But chastened from his Yuletide experience, Boehner is staying above the fray this time. He’s trying to solidify his base by demanding fiscal responsibility in a payroll tax package. Boehner and House Majority Leader Eric Cantor (R-VA) issued a statement this week that declared a “lack of progress” in the conference committee. The duo then said that the conferees “must immediately focus on some of the spending cuts that are in the House-passed bill.”
Many House Republicans believe the overall payroll tax break is bad policy because of how it diminishes revenue targeted for Social Security. But GOP leaders believe the plan is at least marketable if they can demonstrate fiscal restraint and show that such a tax cut is paid for.
At Wednesday’s conference committee session, Sen. Mike Crapo (R-ID) vented about the state of play at finding a compromise.
“We are obviously running into some serious philosophical differences,” said Crapo. “At a minimum, this should not be a conference to increase the debt.”
This is why Senate Majority Leader Harry Reid (D-NV) said more than a week ago that he was crafting an auxiliary plan in case the conference committee failed. Republicans decried Reid’s announcement as premature. But Reid knows the calendar. Congress is in Washington next week and then goes away for a week for the President’s Day holiday. The House then returns to town for February 27, 28 and 29. Certainly talks on the payroll tax could continue over the recess without requiring both bodies of Congress to be in session. But the consensus among top negotiators is that a path forward has to be clear by this Tuesday, Valentine’s Day. That’s because the House GOP has internal rules about posting the legislation well in advance. The thought is that everything must be settled by Tuesday so they can craft the final version of the bill later this week and put it on the floors of both bodies at the end of the month.
While Reid is adamant about prepping a backup plan, Boehner is reluctant to get involved.
“We appoint conferees to resolve these differences,” said Boehner “They (the conferees) need to get moving. This needs to happen. I’m not going to create some artificial deadline for me or you. Been there, done that. The sooner the better.”
Behind-the-scenes negotiations continued Friday. There have been staff exchanges this weekend as well. But February 14 is key. If it appears the sides can’t bridge the divide, they may have to conjure up either a scaled back plan, one that doesn’t run until the end of the year or a version that isn’t paid for.
Nothing like a Valentine’s Day breakup.
And if there’s no deal, who gets the blame?
In 1999, residents of the Star Wars universe directed their anger at George Lucas for an effort they didn’t think was worthy of the original. In the Congressional galaxy, the Democrats will blame the Republicans and the Republicans will target the Democrats.
Trying to settle this altercation could be about as productive as a debate over who shot first: Greedo or Han Solo.
Lucas re-released Episode I is because he amped up the film a bit. Lucas tinkered with the special effects and modified the CGI. That’s been Lucas’s calling card every time he’s re-screened one of the films or marketed a re-tooled video.
That’s kind of like the payroll tax debate coming back this time, too. Last year’s fight was good. But if there’s no agreement, the political explosions at the end of February are expected to exceed those in December.

◆ **INSTRUCTIONS**:
(a) From the payroll tax article, reproduce word for word the stretch from "Lucas re-released Episode" through "a re-tooled video.".
(b) Answer these questions about the payroll tax article:
(i) Which senator vented about the search for a compromise at Wednesday's conference committee session?
(ii) By what day do top negotiators agree a path forward has to be clear?
(iii) On which dates does the House return to town?

(Photo-based referring expression data)
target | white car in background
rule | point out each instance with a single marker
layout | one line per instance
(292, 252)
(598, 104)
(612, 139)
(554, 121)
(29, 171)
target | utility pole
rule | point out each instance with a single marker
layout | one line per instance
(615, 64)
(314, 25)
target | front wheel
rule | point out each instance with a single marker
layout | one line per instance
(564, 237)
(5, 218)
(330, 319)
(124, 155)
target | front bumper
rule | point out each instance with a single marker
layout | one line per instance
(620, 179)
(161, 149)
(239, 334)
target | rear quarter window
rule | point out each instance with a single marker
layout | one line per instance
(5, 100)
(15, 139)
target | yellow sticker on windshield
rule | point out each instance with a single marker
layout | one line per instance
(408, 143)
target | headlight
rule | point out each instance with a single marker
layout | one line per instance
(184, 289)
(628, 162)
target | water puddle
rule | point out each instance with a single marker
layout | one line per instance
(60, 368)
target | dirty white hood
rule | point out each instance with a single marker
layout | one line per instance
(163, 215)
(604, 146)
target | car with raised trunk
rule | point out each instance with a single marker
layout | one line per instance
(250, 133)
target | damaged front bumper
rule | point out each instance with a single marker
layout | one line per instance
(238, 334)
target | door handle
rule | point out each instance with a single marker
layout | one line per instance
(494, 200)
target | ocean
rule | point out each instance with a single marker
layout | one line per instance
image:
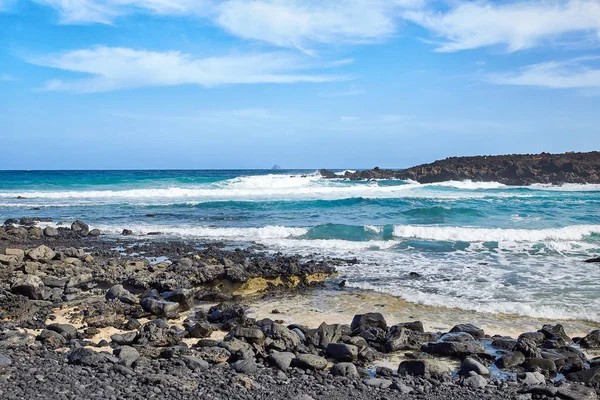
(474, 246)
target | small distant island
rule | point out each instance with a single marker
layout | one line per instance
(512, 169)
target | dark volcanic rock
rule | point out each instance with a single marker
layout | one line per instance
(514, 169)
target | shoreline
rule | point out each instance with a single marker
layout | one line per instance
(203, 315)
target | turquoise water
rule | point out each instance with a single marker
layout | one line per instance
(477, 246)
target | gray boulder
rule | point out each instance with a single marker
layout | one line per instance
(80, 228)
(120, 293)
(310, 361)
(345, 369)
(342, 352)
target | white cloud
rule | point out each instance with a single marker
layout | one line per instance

...

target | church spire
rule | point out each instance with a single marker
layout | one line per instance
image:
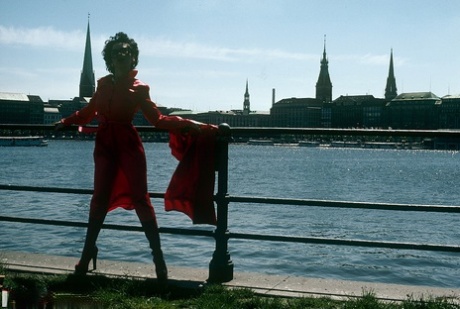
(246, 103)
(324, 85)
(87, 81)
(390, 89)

◆ **ANSWERS BY ITEM**:
(a)
Lucas re-released Episode I is because he amped up the film a bit. Lucas tinkered with the special effects and modified the CGI. That’s been Lucas’s calling card every time he’s re-screened one of the films or marketed a re-tooled video.

(b)
(i) Sen. Mike Crapo (R-ID)
(ii) Tuesday, Valentine's Day (February 14)
(iii) February 27, 28 and 29